# [TEXTAUSZUG]
▼
2.2.6b is nicht mehr im tree vorhanden, steht in dem emerge error aber drin, welche versionen du nutzen sollst. also:

=sys-devel/libtool-2.2.10 ~x86

(was aber eapi2 braucht, was dein portage nicht mitmacht) 

evtl. hilft ein zwischenschritt über portage 2.1.6.7?Last edited by ScytheMan on Sun Mar 20, 2011 4:55 pm; edited 1 time in total

----------

## cronic

 *ScytheMan wrote:*   

> 2.2.6b is nicht mehr im tree vorhanden, steht in dem emerge error aber drin, welche versionen du nutzen sollst. also:
> 
> =sys-devel/libtool-2.2.10 ~x86

 

2.2.10 ist aber wiederum EAPI2 , welches mein Portage nicht Unterstützt , auch nicht wenn ich es in die package.keywords reinschreibe  :Wink: 

----------

## ScytheMan

eine andere möglichkeit wäre natürlich:

http://www.gentoo.org/proj/en/portage/doc/manually-fixing-portage.xml

falls der zwischenschritt über portage 2.1.6.7 nicht funktioniert. wichtig hierbei is die warnung 

 *Quote:*   

> Warning: If your currently installed version of python reported by python -V is less than 2.6 then you must choose a version of portage that is compatible with it. If you have at least python 2.6 then use portage-2.1.9.42.tar.bz2. If you have python 2.4 or 2.5 then use portage-2.1.6.tar.bz2.
▲
# [ZU ERLEDIGEN]
[a] Gib den Abschnitt des Textauszugs zwischen „falls der zwischenschritt“ und „then use portage-2.1.6.tar.bz2.“, beide eingeschlossen, wörtlich wieder.
[b] Zitiere aus den Datensätzen genau die Zeilen zwischen der Zeile, die „foliage, one per instance“ enthält, und dem Ende der Datensätze, beide Enden eingeschlossen.

# [EINGABE]
▼
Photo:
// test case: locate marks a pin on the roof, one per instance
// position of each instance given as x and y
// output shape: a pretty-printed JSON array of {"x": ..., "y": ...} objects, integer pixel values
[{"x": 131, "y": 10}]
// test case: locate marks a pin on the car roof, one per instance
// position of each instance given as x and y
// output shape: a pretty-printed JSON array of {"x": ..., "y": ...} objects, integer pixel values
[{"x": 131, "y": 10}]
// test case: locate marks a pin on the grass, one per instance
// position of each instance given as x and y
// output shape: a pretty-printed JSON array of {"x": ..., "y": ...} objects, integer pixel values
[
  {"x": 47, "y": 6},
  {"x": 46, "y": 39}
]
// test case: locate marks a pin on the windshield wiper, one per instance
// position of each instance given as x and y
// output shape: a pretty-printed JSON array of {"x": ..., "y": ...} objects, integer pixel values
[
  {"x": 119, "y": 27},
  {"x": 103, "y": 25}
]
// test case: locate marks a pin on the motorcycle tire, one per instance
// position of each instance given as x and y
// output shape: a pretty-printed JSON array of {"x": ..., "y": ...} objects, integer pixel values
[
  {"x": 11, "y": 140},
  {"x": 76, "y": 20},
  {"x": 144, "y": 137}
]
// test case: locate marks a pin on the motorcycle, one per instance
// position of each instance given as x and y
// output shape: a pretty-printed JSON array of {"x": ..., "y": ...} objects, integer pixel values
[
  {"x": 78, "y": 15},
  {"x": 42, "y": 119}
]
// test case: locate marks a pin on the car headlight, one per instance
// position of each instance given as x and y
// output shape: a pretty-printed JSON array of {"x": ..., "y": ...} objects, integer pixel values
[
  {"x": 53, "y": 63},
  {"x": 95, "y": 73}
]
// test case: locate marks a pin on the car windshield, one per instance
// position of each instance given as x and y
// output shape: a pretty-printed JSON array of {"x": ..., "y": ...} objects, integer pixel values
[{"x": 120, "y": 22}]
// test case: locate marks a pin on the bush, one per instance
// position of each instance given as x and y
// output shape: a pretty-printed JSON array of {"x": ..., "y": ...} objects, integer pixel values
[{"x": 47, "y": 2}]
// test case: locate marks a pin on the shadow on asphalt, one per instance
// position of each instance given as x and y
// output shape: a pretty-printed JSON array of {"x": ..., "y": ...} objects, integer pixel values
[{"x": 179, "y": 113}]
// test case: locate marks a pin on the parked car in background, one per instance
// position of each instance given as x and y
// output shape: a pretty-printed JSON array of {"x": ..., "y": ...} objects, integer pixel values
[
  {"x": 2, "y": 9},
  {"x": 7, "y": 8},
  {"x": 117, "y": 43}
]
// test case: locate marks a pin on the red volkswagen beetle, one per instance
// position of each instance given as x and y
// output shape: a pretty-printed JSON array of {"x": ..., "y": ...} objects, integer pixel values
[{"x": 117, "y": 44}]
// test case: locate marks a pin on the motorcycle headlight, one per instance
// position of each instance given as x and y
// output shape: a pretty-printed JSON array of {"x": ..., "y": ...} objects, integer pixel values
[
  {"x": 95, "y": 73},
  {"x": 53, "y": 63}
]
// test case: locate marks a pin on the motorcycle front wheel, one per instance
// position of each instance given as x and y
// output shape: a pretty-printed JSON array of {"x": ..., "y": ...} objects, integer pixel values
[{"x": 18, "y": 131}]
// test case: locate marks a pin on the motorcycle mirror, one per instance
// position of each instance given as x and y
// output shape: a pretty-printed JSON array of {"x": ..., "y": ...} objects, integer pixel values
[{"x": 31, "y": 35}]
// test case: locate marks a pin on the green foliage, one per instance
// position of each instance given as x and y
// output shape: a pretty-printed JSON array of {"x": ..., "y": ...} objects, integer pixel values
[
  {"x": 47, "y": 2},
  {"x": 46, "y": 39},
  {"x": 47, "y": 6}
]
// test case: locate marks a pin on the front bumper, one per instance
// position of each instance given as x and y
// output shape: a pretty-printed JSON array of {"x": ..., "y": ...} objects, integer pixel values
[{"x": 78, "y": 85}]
▲
# [ERGEBNISSE DER AUFGABEN]
[a]
falls der zwischenschritt über portage 2.1.6.7 nicht funktioniert. wichtig hierbei is die warnung 

 *Quote:*   

> Warning: If your currently installed version of python reported by python -V is less than 2.6 then you must choose a version of portage that is compatible with it. If you have at least python 2.6 then use portage-2.1.9.42.tar.bz2. If you have python 2.4 or 2.5 then use portage-2.1.6.tar.bz2.

[b]
// test case: locate marks a pin on the green foliage, one per instance
// position of each instance given as x and y
// output shape: a pretty-printed JSON array of {"x": ..., "y": ...} objects, integer pixel values
[
  {"x": 47, "y": 2},
  {"x": 46, "y": 39},
  {"x": 47, "y": 6}
]
// test case: locate marks a pin on the front bumper, one per instance
// position of each instance given as x and y
// output shape: a pretty-printed JSON array of {"x": ..., "y": ...} objects, integer pixel values
[{"x": 78, "y": 85}]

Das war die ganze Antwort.